* Task
Output, word for word, every line from the line with "Phrase: beige wall" through the final line of the data below.

===

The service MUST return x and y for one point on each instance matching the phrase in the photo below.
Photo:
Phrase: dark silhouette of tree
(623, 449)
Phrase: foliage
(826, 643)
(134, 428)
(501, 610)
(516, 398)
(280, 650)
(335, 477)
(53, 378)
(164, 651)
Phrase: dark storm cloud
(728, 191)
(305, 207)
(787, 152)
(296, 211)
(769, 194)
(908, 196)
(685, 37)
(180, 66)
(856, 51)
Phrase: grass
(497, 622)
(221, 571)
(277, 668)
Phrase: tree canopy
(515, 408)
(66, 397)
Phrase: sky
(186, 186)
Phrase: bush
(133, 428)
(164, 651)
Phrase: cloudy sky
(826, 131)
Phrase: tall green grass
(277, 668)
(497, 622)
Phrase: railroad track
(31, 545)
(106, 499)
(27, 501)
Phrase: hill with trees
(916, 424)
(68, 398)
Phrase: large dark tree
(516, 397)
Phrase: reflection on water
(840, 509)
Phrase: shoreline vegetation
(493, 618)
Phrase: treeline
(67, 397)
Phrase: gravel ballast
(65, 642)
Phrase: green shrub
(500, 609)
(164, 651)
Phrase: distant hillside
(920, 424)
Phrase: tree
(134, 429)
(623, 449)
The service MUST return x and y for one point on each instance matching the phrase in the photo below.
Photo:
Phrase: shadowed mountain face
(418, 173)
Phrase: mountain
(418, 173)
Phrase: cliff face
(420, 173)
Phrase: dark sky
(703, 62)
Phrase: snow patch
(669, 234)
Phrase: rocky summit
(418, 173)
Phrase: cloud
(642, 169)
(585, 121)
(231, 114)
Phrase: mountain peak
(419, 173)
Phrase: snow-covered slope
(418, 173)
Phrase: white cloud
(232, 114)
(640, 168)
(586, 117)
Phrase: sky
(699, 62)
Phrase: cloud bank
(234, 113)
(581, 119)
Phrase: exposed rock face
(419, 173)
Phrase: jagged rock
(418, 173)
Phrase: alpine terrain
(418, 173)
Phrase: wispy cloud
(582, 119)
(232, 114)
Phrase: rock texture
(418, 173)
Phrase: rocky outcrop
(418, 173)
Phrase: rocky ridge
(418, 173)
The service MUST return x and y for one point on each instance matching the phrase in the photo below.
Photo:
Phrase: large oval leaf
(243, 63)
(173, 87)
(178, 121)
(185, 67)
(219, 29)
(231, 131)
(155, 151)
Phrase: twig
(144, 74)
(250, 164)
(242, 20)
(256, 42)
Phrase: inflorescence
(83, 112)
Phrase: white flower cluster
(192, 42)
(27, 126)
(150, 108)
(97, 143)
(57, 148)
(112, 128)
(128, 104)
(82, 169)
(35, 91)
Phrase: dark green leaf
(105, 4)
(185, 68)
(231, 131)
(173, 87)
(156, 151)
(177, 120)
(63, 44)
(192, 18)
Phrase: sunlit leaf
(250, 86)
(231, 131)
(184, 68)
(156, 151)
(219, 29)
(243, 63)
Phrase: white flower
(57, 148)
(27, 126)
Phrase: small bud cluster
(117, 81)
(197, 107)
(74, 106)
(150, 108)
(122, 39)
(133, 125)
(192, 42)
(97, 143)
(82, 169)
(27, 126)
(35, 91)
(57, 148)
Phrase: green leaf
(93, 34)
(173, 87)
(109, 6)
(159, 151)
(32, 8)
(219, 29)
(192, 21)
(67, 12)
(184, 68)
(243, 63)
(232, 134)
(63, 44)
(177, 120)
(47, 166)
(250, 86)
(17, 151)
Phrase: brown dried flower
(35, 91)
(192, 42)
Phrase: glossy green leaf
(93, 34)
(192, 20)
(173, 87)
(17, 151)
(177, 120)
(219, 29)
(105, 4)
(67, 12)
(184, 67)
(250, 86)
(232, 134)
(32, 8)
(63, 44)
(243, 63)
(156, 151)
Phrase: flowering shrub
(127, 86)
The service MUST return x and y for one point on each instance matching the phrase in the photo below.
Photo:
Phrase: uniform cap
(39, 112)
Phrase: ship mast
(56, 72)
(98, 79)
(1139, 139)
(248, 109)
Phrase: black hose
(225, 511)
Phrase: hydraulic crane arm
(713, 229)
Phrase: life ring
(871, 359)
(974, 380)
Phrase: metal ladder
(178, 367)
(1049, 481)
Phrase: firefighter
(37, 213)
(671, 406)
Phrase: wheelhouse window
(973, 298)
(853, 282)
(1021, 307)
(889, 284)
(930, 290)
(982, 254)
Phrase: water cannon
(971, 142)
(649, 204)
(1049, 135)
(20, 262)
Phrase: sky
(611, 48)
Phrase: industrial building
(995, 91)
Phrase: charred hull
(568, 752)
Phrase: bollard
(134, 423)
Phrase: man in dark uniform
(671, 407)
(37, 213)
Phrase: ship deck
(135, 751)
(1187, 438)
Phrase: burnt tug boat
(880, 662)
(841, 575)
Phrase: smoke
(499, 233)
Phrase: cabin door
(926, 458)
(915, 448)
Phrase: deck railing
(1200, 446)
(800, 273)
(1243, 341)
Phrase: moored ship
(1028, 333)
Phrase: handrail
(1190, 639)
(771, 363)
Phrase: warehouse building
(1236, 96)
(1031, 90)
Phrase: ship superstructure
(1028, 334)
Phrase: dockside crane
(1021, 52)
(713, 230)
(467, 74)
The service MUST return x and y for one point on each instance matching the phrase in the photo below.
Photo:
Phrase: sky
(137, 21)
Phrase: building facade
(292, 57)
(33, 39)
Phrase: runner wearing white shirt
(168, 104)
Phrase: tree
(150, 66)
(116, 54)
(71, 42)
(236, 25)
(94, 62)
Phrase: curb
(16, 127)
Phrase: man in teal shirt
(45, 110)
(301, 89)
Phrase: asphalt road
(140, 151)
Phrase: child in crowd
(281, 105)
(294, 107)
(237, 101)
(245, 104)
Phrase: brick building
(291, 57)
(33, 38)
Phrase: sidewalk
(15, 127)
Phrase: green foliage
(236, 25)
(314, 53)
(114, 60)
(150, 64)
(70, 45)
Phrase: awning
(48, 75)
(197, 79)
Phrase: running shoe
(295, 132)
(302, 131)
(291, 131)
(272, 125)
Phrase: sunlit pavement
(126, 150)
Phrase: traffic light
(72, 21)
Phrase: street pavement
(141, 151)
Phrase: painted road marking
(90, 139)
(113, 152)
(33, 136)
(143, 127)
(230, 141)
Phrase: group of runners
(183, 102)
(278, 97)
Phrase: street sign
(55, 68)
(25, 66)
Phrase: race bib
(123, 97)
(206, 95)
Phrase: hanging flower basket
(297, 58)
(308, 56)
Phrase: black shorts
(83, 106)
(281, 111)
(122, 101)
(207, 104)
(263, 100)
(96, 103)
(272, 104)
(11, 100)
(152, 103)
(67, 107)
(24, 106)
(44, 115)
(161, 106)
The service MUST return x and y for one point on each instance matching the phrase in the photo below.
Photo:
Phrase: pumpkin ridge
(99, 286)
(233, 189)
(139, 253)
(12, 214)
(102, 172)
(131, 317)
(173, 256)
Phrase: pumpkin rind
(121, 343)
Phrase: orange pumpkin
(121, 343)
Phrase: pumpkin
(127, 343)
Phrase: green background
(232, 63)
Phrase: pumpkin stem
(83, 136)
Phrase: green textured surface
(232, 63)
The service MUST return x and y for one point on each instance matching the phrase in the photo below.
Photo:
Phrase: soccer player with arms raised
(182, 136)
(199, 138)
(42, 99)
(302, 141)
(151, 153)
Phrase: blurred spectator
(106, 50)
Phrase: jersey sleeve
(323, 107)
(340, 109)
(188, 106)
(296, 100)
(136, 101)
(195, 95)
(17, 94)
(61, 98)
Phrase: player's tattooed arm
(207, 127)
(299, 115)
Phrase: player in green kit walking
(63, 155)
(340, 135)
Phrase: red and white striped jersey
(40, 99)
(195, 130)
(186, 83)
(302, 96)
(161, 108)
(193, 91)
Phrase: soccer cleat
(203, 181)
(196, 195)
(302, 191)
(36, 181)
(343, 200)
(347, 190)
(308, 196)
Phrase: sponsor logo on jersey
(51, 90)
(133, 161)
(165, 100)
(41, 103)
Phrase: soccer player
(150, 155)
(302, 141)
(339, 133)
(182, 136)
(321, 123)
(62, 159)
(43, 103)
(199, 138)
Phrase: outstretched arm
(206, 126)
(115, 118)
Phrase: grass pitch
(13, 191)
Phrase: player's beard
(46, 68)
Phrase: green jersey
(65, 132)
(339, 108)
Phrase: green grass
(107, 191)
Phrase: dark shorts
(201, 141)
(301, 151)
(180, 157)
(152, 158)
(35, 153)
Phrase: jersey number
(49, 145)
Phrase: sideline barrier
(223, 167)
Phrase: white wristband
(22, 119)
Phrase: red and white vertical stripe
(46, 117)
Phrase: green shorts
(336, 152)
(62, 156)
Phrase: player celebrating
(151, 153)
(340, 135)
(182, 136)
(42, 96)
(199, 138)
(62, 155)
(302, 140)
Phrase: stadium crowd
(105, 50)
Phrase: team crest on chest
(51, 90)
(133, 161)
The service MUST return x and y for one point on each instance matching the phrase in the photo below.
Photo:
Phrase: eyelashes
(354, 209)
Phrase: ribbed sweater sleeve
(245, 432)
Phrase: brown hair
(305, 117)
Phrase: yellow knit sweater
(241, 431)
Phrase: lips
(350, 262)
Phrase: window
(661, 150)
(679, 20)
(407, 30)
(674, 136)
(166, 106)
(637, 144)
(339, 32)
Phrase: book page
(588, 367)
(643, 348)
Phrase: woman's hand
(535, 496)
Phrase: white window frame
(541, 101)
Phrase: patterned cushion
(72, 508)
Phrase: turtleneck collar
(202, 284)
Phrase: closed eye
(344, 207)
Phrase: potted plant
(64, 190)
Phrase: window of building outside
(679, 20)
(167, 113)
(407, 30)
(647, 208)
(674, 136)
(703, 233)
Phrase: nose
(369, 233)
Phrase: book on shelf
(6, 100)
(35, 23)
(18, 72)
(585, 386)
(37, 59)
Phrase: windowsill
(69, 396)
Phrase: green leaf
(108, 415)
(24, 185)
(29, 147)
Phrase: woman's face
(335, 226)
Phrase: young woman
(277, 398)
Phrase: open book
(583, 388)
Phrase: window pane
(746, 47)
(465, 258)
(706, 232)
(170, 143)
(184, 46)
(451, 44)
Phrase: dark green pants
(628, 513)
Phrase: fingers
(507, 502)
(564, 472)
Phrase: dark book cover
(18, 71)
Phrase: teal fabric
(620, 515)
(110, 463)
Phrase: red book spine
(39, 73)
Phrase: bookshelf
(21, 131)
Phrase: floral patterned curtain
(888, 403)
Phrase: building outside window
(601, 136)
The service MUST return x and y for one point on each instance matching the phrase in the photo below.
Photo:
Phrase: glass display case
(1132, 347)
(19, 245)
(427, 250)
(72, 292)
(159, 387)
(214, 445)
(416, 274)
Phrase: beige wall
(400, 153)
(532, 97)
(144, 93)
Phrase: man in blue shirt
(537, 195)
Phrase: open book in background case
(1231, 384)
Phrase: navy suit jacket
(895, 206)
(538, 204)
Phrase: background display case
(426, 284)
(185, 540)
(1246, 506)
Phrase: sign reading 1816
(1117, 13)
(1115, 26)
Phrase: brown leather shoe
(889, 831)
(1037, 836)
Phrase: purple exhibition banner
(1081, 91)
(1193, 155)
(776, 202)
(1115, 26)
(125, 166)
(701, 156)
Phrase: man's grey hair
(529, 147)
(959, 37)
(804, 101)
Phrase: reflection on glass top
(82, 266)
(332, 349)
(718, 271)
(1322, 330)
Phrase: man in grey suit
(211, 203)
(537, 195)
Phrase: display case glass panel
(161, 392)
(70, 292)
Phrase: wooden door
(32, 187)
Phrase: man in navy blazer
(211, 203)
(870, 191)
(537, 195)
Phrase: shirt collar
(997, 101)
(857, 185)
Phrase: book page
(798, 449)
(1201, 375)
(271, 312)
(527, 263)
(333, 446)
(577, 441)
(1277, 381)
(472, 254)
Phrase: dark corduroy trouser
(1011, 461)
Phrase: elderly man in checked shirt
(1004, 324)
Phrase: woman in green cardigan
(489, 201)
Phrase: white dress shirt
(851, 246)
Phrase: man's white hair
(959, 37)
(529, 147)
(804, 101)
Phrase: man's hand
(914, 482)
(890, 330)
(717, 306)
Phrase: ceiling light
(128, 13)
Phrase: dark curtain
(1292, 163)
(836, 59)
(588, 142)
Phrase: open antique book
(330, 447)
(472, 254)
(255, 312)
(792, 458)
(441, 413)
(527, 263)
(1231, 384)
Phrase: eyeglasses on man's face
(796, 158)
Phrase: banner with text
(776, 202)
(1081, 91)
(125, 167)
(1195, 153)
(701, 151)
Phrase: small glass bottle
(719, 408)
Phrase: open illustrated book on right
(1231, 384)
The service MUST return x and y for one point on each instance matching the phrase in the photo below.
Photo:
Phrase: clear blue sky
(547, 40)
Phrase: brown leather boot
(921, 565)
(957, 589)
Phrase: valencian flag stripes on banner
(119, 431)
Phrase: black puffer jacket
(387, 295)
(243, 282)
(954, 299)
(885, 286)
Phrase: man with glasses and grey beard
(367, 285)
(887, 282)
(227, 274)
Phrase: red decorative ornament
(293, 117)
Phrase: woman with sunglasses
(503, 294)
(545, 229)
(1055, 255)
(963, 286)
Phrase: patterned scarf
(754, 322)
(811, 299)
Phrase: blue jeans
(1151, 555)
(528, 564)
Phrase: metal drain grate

===

* Answer to this exercise
Phrase: beige wall
(400, 153)
(532, 97)
(144, 93)
Phrase: man in blue shirt
(537, 195)
Phrase: open book in background case
(1231, 384)
Phrase: navy suit jacket
(895, 206)
(538, 204)
Phrase: background display case
(426, 284)
(185, 540)
(1246, 506)
Phrase: sign reading 1816
(1117, 13)
(1115, 26)
Phrase: brown leather shoe
(889, 831)
(1037, 836)
Phrase: purple exhibition banner
(1081, 91)
(1193, 155)
(776, 202)
(1115, 26)
(125, 166)
(701, 156)
Phrase: man's grey hair
(529, 147)
(959, 37)
(804, 101)
Phrase: reflection on glass top
(82, 266)
(332, 349)
(718, 271)
(1322, 330)
Phrase: man in grey suit
(211, 203)
(537, 195)
Phrase: display case glass panel
(161, 392)
(70, 292)
Phrase: wooden door
(32, 187)
Phrase: man in navy blazer
(211, 203)
(870, 191)
(537, 195)
Phrase: shirt collar
(997, 101)
(857, 185)
Phrase: book page
(798, 449)
(1201, 375)
(271, 312)
(527, 263)
(333, 446)
(577, 441)
(1277, 381)
(472, 254)
Phrase: dark corduroy trouser
(1011, 461)
Phrase: elderly man in checked shirt
(1004, 324)
Phrase: woman in green cardigan
(489, 201)
Phrase: white dress shirt
(851, 246)
Phrase: man's white hair
(959, 37)
(529, 147)
(804, 101)
Phrase: man's hand
(914, 482)
(890, 330)
(717, 306)
Phrase: ceiling light
(128, 13)
Phrase: dark curtain
(1292, 163)
(836, 59)
(588, 142)
Phrase: open antique book
(330, 447)
(472, 254)
(255, 312)
(792, 458)
(441, 413)
(527, 263)
(1231, 384)
Phrase: eyeglasses on man's face
(796, 158)
Phrase: banner with text
(776, 202)
(1081, 91)
(125, 167)
(1195, 153)
(701, 151)
Phrase: small glass bottle
(719, 408)
Phrase: open illustrated book on right
(1231, 384)
The service MUST return x and y for one point on each instance matching the phrase in the photo below.
Photo:
Phrase: clear blue sky
(547, 40)
Phrase: brown leather boot
(921, 565)
(957, 589)
Phrase: valencian flag stripes on banner
(119, 431)
Phrase: black puffer jacket
(387, 295)
(243, 282)
(954, 299)
(885, 286)
Phrase: man with glasses and grey beard
(367, 285)
(887, 282)
(227, 274)
Phrase: red decorative ornament
(293, 117)
Phrase: woman with sunglasses
(503, 294)
(545, 229)
(1055, 255)
(963, 286)
Phrase: patterned scarf
(754, 322)
(811, 299)
Phrase: blue jeans
(1151, 555)
(528, 564)
Phrase: metal drain grate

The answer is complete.